## WORK REQUIRED
Copy out the items below with each "single pin" changed to "single dot" and everything else left as is. Leave the pictures out.

## EXCERPTED RECORDS
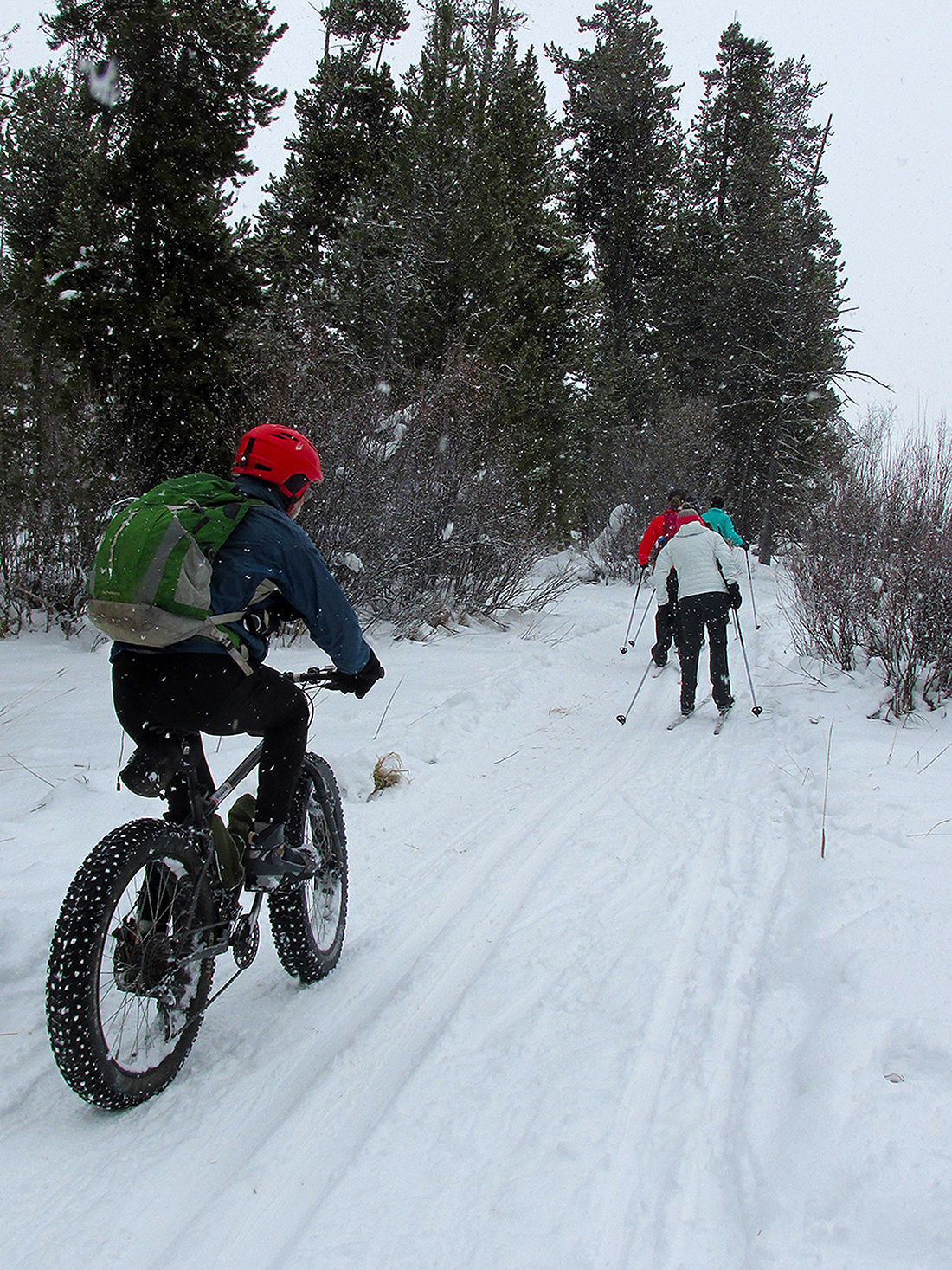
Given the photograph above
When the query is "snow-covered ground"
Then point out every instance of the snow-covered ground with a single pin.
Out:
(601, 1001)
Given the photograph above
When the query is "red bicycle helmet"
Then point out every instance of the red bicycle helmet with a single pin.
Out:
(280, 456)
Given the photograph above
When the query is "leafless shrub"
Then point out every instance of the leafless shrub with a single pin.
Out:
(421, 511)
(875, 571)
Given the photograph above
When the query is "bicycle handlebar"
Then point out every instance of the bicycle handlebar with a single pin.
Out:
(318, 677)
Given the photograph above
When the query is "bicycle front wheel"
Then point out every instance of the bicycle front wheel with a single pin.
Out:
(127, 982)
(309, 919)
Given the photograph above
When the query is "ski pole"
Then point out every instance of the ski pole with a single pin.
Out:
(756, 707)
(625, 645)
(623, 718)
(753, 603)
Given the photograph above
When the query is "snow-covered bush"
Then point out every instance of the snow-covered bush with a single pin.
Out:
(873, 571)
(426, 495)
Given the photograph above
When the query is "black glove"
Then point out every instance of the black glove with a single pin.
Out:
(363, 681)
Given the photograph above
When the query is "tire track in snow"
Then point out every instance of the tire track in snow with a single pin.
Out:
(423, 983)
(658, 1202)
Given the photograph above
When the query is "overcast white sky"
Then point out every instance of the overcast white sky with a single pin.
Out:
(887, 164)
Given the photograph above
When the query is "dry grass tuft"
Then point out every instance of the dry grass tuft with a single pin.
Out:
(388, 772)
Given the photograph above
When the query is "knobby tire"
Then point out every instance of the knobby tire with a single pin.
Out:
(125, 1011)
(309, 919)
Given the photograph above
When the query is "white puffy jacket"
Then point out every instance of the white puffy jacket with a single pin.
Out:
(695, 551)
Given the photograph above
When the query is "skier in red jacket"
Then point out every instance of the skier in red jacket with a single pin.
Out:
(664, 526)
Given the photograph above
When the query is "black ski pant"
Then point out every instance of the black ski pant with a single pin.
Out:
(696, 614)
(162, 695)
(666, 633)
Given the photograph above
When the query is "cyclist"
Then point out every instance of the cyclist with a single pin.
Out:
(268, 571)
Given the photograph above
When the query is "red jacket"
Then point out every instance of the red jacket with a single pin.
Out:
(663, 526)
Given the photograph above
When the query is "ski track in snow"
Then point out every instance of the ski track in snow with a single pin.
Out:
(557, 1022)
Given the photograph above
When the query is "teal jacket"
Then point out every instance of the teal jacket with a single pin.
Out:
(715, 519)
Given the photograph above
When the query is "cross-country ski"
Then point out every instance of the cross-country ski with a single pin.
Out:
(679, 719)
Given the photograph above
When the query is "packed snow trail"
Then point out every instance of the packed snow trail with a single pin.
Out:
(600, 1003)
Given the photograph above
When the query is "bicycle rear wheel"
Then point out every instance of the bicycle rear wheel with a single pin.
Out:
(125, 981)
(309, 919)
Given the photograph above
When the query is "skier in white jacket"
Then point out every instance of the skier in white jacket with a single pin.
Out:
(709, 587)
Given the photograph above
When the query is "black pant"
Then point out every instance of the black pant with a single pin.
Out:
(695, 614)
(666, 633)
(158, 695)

## REPLY TO THE EXERCISE
Given the photograph above
When the query is "snow-covered ground"
Then point out every instance of the snow-covered ground with a single dot.
Out:
(601, 1001)
Given the photograph above
When the query is "red bicycle helmet"
Then point out every instance of the red bicycle helmet with a single dot.
Out:
(280, 456)
Given the photograph above
When the query is "leafless shrub"
Then point out every instance of the leafless shrub with a single dot.
Out:
(421, 511)
(875, 571)
Given the photograph above
When the query is "bicycle handlebar"
Then point out every instance of the bicycle handlebar with a single dot.
Out:
(318, 677)
Given the photograph above
When the query is "bicycle front wheel"
Then point out every instance of the bicycle front wheel with a single dot.
Out:
(127, 982)
(309, 919)
Given the photograph above
When the query is "ski pole"
Then point out every instance of the ski pole with a single dot.
Out:
(756, 707)
(625, 645)
(623, 718)
(753, 603)
Given the photograph above
When the query is "snow-covered bush"
Then point out every instance of the snow-covered bush with a single dot.
Out:
(873, 571)
(426, 495)
Given the photograph above
When the query is "black glove"
Then point out every instance of the black glove with a single dot.
Out:
(363, 681)
Given the photograph above
When the query is "tire track in snow"
Then point out every instance of the tire track in snow with a single dot.
Out:
(423, 983)
(658, 1202)
Given the photograph above
When the query is "overcast white sky"
Then point out every instance of the overcast white sky with a single dot.
Out:
(887, 164)
Given the photograph above
When the query is "dry grass tuft"
Then point out every instance of the dry grass tuft with a single dot.
Out:
(388, 772)
Given the photograph above
When the query is "knobby tire"
Then point out every instance of the knobby tire with a single dot.
Out:
(125, 1011)
(309, 919)
Given the photograph above
When the query is "white puffy jacket"
Then point out every instance of the white puffy jacket with a single dot.
Out:
(695, 551)
Given the photograph above
When the query is "skier in red jacket"
Then point out every instance of the skier in red jacket with a single dot.
Out:
(664, 526)
Given the photograph above
When the query is "black ski pant"
Then point out every instance of the black ski pant with a single dot.
Out:
(696, 614)
(162, 695)
(666, 633)
Given the photograph above
When the query is "cyclist"
Then point out every instance of the cyclist with a single dot.
Out:
(268, 571)
Given the photograph above
When the query is "red jacket"
Then point out every instance of the red jacket with a single dot.
Out:
(663, 526)
Given the photograph above
When the query is "ski track in snow"
Then point out every instance of the ski track in snow with a single dot.
Out:
(557, 1022)
Given the photograph above
When the query is "teal jacket"
Then point out every instance of the teal jacket with a single dot.
Out:
(715, 519)
Given the photograph above
When the query is "cross-country ski"
Then point out every instance of the cross-country ski with a single dot.
Out:
(679, 719)
Given the photograph above
When the query is "packed snow trail"
Then point out every instance of the packed snow trail with a single dot.
Out:
(600, 1003)
Given the photograph above
When the query is "bicycle rear wheel"
Then point out every instance of the bicycle rear wheel with a single dot.
Out:
(125, 981)
(309, 919)
Given the photograph above
When the query is "skier in white jacket"
Then point out every instance of the skier in white jacket with a single dot.
Out:
(709, 587)
Given the photograph above
When the query is "black pant"
Then point out every instance of the black pant with a single dot.
Out:
(695, 614)
(666, 633)
(158, 695)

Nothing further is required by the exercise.